Excerpts of location labeling data:
>>>>

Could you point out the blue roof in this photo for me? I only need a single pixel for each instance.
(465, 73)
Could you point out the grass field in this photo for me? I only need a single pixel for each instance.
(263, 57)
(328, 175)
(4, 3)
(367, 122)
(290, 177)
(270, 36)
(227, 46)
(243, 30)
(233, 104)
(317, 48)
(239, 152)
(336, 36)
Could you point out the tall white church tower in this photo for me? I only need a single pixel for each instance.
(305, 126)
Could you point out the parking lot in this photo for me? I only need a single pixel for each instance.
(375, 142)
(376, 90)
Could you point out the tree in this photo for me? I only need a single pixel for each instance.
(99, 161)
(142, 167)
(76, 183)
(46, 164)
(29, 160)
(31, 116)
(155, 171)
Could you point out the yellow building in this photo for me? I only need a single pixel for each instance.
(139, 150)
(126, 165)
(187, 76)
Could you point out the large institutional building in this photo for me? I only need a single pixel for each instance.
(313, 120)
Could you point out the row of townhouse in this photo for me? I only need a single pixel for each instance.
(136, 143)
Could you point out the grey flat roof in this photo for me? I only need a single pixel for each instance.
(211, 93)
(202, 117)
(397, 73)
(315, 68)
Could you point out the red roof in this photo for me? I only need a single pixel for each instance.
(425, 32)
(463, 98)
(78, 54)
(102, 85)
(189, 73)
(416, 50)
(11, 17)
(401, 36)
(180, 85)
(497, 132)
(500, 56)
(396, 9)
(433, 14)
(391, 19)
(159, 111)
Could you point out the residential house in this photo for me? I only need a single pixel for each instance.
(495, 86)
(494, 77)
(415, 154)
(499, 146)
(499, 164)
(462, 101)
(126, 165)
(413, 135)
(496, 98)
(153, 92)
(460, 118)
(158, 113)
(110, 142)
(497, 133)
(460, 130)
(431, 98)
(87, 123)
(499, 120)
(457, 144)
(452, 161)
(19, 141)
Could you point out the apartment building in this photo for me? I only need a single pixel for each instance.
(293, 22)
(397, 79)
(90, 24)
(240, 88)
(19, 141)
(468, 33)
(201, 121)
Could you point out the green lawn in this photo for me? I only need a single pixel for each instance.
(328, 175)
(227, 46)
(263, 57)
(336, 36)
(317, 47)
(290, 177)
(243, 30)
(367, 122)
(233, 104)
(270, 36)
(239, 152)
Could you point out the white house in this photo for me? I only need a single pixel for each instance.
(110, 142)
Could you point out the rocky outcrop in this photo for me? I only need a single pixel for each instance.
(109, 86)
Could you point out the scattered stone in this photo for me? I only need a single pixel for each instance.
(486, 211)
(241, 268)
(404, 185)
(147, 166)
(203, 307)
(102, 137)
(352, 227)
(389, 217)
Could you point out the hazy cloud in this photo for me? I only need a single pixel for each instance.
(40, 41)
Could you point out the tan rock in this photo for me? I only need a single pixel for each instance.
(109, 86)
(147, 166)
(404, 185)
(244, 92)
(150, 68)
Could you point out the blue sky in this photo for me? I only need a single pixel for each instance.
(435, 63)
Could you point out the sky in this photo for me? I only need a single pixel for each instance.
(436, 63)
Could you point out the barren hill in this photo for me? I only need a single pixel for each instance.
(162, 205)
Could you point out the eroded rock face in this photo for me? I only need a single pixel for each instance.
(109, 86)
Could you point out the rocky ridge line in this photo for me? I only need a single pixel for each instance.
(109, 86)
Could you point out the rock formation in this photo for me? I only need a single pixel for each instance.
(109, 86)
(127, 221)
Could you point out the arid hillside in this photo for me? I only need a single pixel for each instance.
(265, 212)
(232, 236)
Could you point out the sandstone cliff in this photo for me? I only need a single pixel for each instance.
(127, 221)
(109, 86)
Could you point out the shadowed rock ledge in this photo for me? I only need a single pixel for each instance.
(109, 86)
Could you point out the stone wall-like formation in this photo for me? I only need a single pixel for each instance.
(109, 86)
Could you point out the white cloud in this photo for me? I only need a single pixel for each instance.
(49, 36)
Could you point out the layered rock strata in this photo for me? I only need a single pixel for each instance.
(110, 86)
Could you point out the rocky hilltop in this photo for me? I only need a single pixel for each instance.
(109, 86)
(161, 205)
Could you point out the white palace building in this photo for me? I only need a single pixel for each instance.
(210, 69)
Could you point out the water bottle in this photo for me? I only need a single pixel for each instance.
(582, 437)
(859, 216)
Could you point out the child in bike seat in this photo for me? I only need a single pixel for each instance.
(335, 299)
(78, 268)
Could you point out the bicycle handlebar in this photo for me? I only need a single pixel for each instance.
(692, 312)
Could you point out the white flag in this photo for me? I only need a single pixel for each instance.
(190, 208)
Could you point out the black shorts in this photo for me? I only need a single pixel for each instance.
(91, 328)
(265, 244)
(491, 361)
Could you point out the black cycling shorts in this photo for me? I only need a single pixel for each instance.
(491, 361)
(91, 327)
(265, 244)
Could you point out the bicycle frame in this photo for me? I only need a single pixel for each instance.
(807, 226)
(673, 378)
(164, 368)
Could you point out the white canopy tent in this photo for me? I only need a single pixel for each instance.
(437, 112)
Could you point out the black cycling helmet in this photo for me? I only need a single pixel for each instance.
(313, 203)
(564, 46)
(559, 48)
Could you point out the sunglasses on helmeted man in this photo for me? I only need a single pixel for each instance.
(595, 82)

<<<<

Starting at the line that contains "Could you point out the black shorts", retype each line through the end of the listing above and nothing else.

Could you point out the black shorts in this photo for me? I only need a single pixel for each instance.
(91, 328)
(265, 244)
(491, 361)
Could you point out the black cycling shorts in this photo for me? I only need a single pixel for each instance.
(491, 361)
(91, 327)
(265, 244)
Could you point out the bicycle frame in this photo for me? I only need a single pixel for each instance.
(807, 226)
(673, 378)
(164, 368)
Could you point out the white canopy tent in this photo for me? I only need a single pixel for each instance.
(437, 112)
Could you point out the black cycling helmet in this photo for me? I only need a single pixel for each instance.
(313, 203)
(564, 46)
(559, 48)
Could you point out the sunglasses on helmeted man in this photo for me? I only need a single pixel for each instance.
(595, 82)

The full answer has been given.